## What is expected
Could you turn every line of the items below into a numbered list, skipping any blank lines and leaving the pictures out?

## Entries taken from a collection

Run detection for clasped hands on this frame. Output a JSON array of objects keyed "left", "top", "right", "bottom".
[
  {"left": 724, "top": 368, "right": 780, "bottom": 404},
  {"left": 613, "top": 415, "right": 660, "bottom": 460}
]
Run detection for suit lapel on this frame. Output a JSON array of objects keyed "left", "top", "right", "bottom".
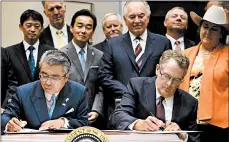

## In response
1. Run detection for clasped hands on this frame. Output a JSON array of objects keyed "left", "top", "right", "bottom".
2. [
3.   {"left": 724, "top": 368, "right": 780, "bottom": 404},
4.   {"left": 613, "top": 415, "right": 660, "bottom": 460}
5. ]
6. Run detection for suit lapel on this frame. Output a JSON array of objects keyed "left", "top", "right", "bottom".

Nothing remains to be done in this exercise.